Guide

Anatomy of a Silent Outage: 10 Failures HTTP Misses

May 9, 202612 min read

Bottom line: on June 12, 2025, Cloudflare's own Workers KV storage failed for two hours and 28 minutes. Cloudflare Access went to 100% identity-login failure. Turnstile widgets stopped resolving. WARP couldn't register new sessions. Marketing edge stayed up the entire time. Any HTTP monitor pointed at a customer's marketing page returned 200 OK throughout. The same customer's authenticated dashboard was unreachable. That gap, between what an HTTP probe sees and what a real user sees, is a silent outage. Below are 10 failure patterns where HTTP monitoring returns 200 while users see something broken, each with the public incident or vendor documentation that proves it.

The Cloudflare June 12 2025 Workers KV outage (and what your monitor saw)

A silent outage is when an HTTP monitor returns 200 OK while real users cannot complete the action they came to do. Cloudflare's June 12, 2025 Workers KV post-mortem is the cleanest public example from the last twelve months. Per Cloudflare's own engineering blog post on the June 12, 2025 service outage, the underlying storage provider for Workers KV failed for 2 hours and 28 minutes. The cascade reached Cloudflare Access, Turnstile, WARP, Workers AI, and parts of the dashboard. Marketing properties served from the edge kept serving.

That asymmetry is the point. A customer running a marketing site on Cloudflare and a separate Access-protected dashboard would have seen two different realities at the same time. The marketing URL returned 200 OK every minute. The Access redirect to the identity provider hung or failed. An HTTP monitor pointed at the marketing site never flipped. An HTTP monitor pointed at the dashboard URL might have returned 200 on the redirect page itself, then handed the user to a login flow that never resolved.

The customer-facing impact was binary. Anyone who only owned the marketing surface slept through it. Anyone who depended on Access for the actual product surface lost two and a half hours of authenticated traffic. The monitoring evidence on both sides was a green dashboard.

--- --- ---

• Jobs:
1: Using the silent-outage article, explain in one to three sentences why HTTP monitors stayed green during the June 12, 2025 Workers KV failure.
2: Please continue the silent-outage article after its final paragraph.
The records have no connection to the silent-outage article.

--- --- ---

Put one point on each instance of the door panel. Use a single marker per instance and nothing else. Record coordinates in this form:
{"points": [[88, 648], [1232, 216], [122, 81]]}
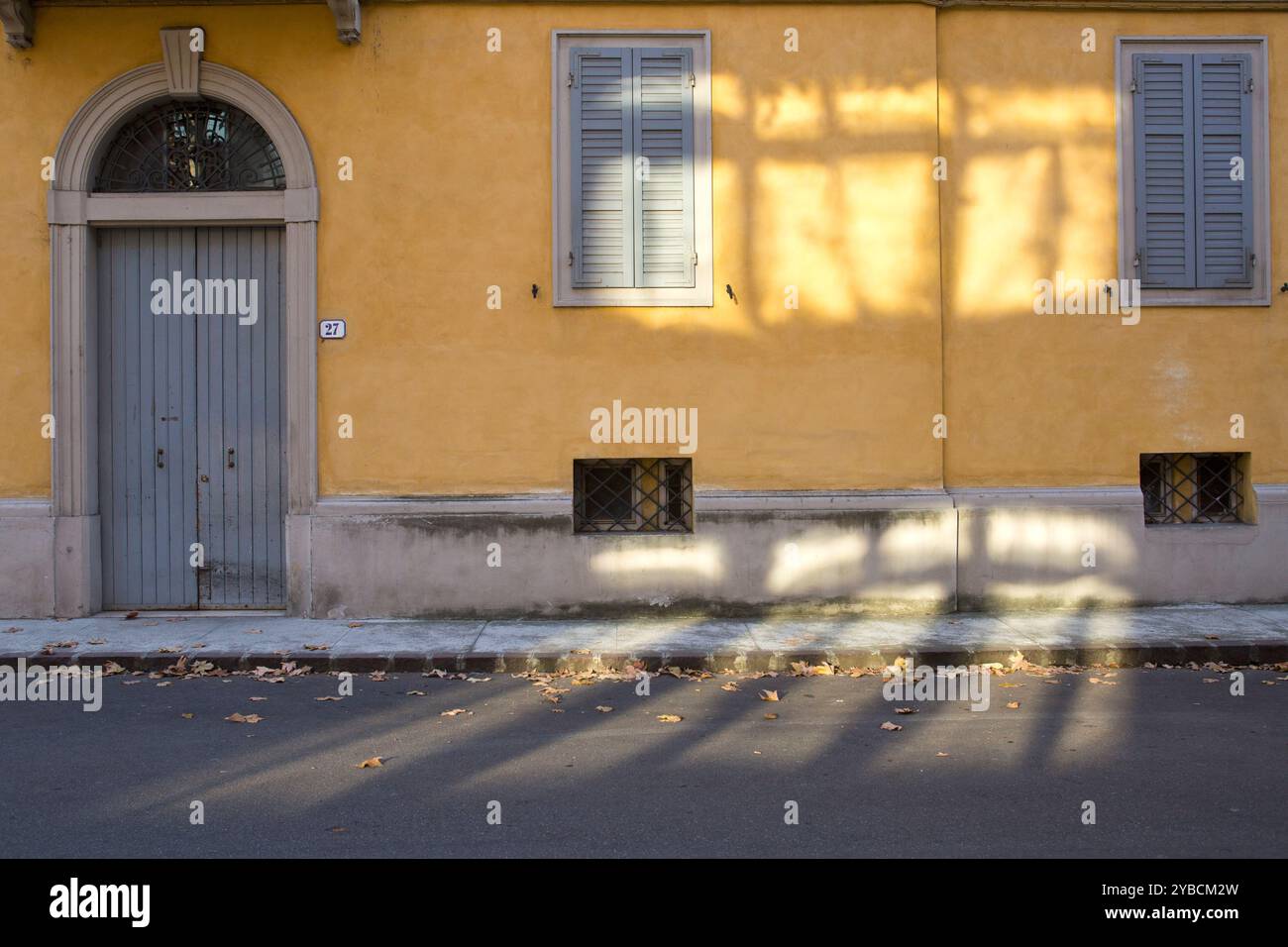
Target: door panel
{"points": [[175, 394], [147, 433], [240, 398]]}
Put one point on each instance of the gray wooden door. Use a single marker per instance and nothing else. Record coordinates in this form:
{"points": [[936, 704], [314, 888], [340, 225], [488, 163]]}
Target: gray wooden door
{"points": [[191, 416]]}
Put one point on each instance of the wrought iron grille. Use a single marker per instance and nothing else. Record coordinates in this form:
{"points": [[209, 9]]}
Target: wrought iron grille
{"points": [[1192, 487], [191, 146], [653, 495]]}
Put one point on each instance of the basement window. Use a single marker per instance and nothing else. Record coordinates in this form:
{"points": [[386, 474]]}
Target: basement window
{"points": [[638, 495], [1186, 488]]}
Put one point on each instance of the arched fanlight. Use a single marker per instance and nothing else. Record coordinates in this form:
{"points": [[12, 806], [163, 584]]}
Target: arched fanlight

--- --- ---

• Answers to each task:
1: Marketing properties served from Cloudflare's edge kept working, so a monitor pointed at the marketing URL got 200 OK every minute. A monitor on the Access-protected dashboard might also have returned 200 on the redirect page itself, even though the login flow behind it never resolved.

2:
Velprove dashboard showing a single HTTP monitor on a login URL returning 100 percent uptime in green. This is what HTTP monitoring sees during a silent outage on the authenticated surface: green and healthy. — Baseline view: an HTTP monitor on the login URL shows 100 percent uptime in green. This is the false confidence a status-code-only probe gives you. Whether the actual login flow works is an open question this view cannot answer.

10 failures HTTP monitoring misses

Each pattern below is the same shape: the origin returns 200, the status code says healthy, and the user sees something broken. Where a named public incident exists, the source link goes to the post-mortem or vendor documentation. Two patterns are marked [REPRODUCIBLE-ONLY] because the failure mode is documented in vendor docs and bug trackers but no single named incident is the cleanest anchor.

1. Identity provider dependency outage

Your application authenticates against an identity provider or a token store. The IdP has an outage. Public pages and your origin stay green. The login button takes users to a redirect URL that hangs or errors.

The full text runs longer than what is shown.